从下方关于反挤压Nd-Fe-B磁片的文本中，把以含有“高磁性能反向挤压纳米晶Nd-Fe-B磁片研究”的字句开头、以“kGs、10.66 kOe和38.03 MGOe。”收尾的那一段一字不差地照抄出来。

给定文本:

• • • •

高磁性能反向挤压纳米晶Nd-Fe-B磁片研究
Research on High Magnetic Performance Nanocrystalline Nd-Fe-B Magnetic Sheet by Backward-Extrusion
DOI: 10.12677/MS.2023.1311103, PDF,   
作者: 岳 林, 郑立允*:河北工程大学稀土永磁材料与应用河北省工程研究中心,河北 邯郸;苏 柳:邯郸市科学技术情报研究所,河北 邯郸;赵树国:邯郸职业技术学院机电工程系,河北 邯郸;方以坤, 朱明刚:钢铁研究总院有限公司,北京
关键词: 热变形Nd-Fe-B磁体磁性能微观结构反向挤压 Hot-Deformed Nd-Fe-B Magnets Magnetic Properties Microstructure Backward-Extrusion
摘要: 本文设计了一种新型的反挤压磁片模具,系统研究了反挤压法制备的纳米晶各向异性Nd-Fe-B磁片的显微组织、结构和磁性能,优化了磁片的反挤压成型工艺。在磁片的六个位置取样分析,探讨了反挤压磁片的成型机制与磁性能均匀性。结果表明,挤出高度为30 mm的磁片,在水平方向上磁片中间样品磁性能好于侧边样品,在垂直方向上磁片中部样品磁性能优于顶部和底部样品,并且反挤压磁片与反挤压磁环和传统镦粗磁体有相同的异质组织特征。同时发现,随着热压温度的提高,磁片的最大磁能积随之减小;随着热变形速度的增大,磁片的最大磁能积逐渐增大;变形量由46%增大至63%时磁片磁能积和均匀性提升明显。当热压温度为525℃、热变形温度850℃、变形速度0.07 mm/s时,变形率为63%的磁片磁性能最好,其Br、Hcj和(BH)max分别为12.81 kGs、10.66 kOe和38.03 MGOe。

• • • •

记录列表:
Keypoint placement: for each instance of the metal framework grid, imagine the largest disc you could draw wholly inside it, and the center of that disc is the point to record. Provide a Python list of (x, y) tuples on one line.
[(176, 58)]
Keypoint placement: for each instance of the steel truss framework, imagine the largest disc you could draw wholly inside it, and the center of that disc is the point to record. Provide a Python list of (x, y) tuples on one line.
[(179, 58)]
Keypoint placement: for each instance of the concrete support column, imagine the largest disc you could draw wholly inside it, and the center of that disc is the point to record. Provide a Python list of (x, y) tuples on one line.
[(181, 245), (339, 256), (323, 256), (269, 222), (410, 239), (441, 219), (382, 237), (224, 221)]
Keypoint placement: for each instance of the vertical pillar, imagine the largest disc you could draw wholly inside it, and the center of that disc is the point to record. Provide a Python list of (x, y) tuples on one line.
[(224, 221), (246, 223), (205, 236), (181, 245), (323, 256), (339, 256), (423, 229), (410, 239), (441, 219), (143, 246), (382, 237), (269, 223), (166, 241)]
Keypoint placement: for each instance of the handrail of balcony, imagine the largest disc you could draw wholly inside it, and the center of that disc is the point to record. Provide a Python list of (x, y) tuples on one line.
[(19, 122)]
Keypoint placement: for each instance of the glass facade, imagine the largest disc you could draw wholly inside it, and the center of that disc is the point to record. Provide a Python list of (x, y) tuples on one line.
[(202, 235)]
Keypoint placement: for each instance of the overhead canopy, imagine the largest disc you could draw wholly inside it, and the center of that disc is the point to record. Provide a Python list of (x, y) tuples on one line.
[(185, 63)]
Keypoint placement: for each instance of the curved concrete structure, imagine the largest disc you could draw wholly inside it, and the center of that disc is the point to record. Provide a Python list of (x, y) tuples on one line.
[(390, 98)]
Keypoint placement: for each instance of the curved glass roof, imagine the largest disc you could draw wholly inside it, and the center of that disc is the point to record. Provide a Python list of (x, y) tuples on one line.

• • • •

完整回答:
高磁性能反向挤压纳米晶Nd-Fe-B磁片研究
Research on High Magnetic Performance Nanocrystalline Nd-Fe-B Magnetic Sheet by Backward-Extrusion
DOI: 10.12677/MS.2023.1311103, PDF,   
作者: 岳 林, 郑立允*:河北工程大学稀土永磁材料与应用河北省工程研究中心,河北 邯郸;苏 柳:邯郸市科学技术情报研究所,河北 邯郸;赵树国:邯郸职业技术学院机电工程系,河北 邯郸;方以坤, 朱明刚:钢铁研究总院有限公司,北京
关键词: 热变形Nd-Fe-B磁体磁性能微观结构反向挤压 Hot-Deformed Nd-Fe-B Magnets Magnetic Properties Microstructure Backward-Extrusion
摘要: 本文设计了一种新型的反挤压磁片模具,系统研究了反挤压法制备的纳米晶各向异性Nd-Fe-B磁片的显微组织、结构和磁性能,优化了磁片的反挤压成型工艺。在磁片的六个位置取样分析,探讨了反挤压磁片的成型机制与磁性能均匀性。结果表明,挤出高度为30 mm的磁片,在水平方向上磁片中间样品磁性能好于侧边样品,在垂直方向上磁片中部样品磁性能优于顶部和底部样品,并且反挤压磁片与反挤压磁环和传统镦粗磁体有相同的异质组织特征。同时发现,随着热压温度的提高,磁片的最大磁能积随之减小;随着热变形速度的增大,磁片的最大磁能积逐渐增大;变形量由46%增大至63%时磁片磁能积和均匀性提升明显。当热压温度为525℃、热变形温度850℃、变形速度0.07 mm/s时,变形率为63%的磁片磁性能最好,其Br、Hcj和(BH)max分别为12.81 kGs、10.66 kOe和38.03 MGOe。